Extract provided:
Behavioral mechanism of human sperm thermotaxis — ASN Events

Behavioral mechanism of human sperm thermotaxis (#215)

Sergii Boryshpolets 1 , Serafin Perez-Cerezales 1 , Michael Eisenbach 1
  1. Weizmann Institute of Science, Rehovot, Israel
Mammalian spermatozoa are known to respond to a temperature gradient by thermotaxis, with an end result of accumulation in the warmer temperature (1). The behavioral mechanism that underlies thermotaxis is not known. Our aim in this study was to reveal this mechanism in human spermatozoa. We exposed spermatozoa on a microscope slide to a rapid change of temperature from 31 to 37°C and vice versa, achieved by a thermoregulated microscope stage, and recorded the swimming of the spermatozoa under the microscope at 75 and 2000 frames/s. The spermatozoa responded to the temperature rise by increased velocity (~25% on average), higher linearity, lower side-to-side amplitude of head displacement, and a reduced degree of hyperactivation. These changes were a response to both the absolute temperature and the temperature gradient, as revealed from partial adaptation upon reaching 37°C and from control experiments at constant temperatures. Essentially the opposite trend was observed when the spermatozoa were exposed to a decreasing temperature gradient. These results suggest that, as in sperm chemotaxis, human spermatozoa sense a temperature gradient temporally rather than spatially. They further suggest that spermatozoa respond to the temperature gradient by modulating the frequency of directional changes and hyperactivation events, being higher in a decreasing gradient and lower in an increasing gradient. Similar characteristics of behavior were observed when spermatozoa were exposed to a temperature gradient in a more viscous medium, at viscosity similar to that believed to exist in vivo. The directional changes and hyperactivation events stimulated by the temperature gradient are similar to those reported for the behavior of human spermatozoa in a chemoattractant gradient (2), suggesting a common mechanism of behavior for both chemotaxis and thermotaxis.
  1. Bahat A, Tur-Kaspa I, Gakamsky A, Giojalas LC, Breitbart H, Eisenbach M (2003). Thermotaxis of Mammalian Sperm Cells: a Potential Navigation Mechanism in the Female Genital Tract. Nature Medicine, 9(2):149-150
  2. Armon L, Eisenbach M (2011). Behavioral Mechanism During Human Sperm Chemotaxis: Involvement of Hyperactivation. PLoS ONE, 6(12).

Data records:
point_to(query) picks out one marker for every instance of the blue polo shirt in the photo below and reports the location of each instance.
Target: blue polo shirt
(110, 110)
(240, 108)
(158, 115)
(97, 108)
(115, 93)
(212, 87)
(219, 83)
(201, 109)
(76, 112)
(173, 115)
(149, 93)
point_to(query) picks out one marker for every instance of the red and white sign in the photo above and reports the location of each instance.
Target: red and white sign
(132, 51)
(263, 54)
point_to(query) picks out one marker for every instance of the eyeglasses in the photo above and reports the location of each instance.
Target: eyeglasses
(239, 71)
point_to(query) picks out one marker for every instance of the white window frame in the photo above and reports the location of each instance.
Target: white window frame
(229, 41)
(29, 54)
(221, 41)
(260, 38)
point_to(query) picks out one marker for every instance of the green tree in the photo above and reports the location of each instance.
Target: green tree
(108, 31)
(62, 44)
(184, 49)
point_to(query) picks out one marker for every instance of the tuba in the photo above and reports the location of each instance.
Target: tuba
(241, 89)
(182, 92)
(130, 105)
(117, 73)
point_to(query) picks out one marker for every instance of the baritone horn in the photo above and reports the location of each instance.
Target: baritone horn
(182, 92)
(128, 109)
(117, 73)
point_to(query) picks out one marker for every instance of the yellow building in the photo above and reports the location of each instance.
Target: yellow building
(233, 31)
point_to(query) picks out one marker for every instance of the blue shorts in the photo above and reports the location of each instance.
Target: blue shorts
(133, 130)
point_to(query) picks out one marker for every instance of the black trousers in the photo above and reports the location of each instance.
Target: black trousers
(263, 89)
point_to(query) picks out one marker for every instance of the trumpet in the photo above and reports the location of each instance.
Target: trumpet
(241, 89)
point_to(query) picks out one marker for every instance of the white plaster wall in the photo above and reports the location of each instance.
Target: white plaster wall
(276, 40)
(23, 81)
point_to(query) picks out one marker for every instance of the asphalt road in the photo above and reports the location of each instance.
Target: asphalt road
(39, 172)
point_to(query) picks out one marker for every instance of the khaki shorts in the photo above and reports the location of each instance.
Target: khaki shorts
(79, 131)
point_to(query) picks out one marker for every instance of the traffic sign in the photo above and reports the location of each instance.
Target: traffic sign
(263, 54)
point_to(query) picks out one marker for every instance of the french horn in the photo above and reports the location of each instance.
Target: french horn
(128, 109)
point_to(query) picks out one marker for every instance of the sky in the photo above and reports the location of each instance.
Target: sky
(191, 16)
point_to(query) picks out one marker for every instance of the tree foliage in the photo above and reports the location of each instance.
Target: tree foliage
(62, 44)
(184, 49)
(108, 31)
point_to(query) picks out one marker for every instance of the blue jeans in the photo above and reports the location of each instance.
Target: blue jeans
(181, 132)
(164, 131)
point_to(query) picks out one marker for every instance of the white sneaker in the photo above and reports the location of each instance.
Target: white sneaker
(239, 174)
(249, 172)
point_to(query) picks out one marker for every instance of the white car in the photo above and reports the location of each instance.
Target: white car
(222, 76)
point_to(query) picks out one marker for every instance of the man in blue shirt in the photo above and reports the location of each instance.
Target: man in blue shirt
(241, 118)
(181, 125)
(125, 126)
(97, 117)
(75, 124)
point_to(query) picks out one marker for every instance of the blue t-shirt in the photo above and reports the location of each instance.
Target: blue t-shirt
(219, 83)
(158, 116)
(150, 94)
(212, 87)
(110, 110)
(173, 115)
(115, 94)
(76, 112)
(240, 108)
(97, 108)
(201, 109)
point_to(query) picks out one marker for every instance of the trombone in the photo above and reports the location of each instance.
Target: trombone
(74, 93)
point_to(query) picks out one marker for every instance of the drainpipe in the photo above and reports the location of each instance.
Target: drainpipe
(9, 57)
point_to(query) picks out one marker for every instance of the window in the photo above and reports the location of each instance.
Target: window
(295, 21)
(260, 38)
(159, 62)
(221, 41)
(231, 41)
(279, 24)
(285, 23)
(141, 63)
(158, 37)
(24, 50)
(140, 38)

Problem 1: Translate this sentence from the abstract on human sperm thermotaxis into French: "The behavioral mechanism that underlies thermotaxis is not known."
Problem 2: In one to three sentences, explain how the abstract on human sperm thermotaxis shows that the sperm changes responded to both the absolute temperature and the temperature gradient.
Problem 3: Print the passage of the abstract on human sperm thermotaxis that begins at the words "1. Bahat A, Tur-Kaspa" and ends after the words "PLoS ONE, 6(12).".

Response box 1: Le mécanisme comportemental qui sous-tend la thermotaxie n'est pas connu.

Response box 2: This was shown by the partial adaptation that occurred once the temperature reached 37°C. Control experiments at constant temperatures also showed it.

Response box 3:
1. Bahat A, Tur-Kaspa I, Gakamsky A, Giojalas LC, Breitbart H, Eisenbach M (2003). Thermotaxis of Mammalian Sperm Cells: a Potential Navigation Mechanism in the Female Genital Tract. Nature Medicine, 9(2):149-150
  2. Armon L, Eisenbach M (2011). Behavioral Mechanism During Human Sperm Chemotaxis: Involvement of Hyperactivation. PLoS ONE, 6(12).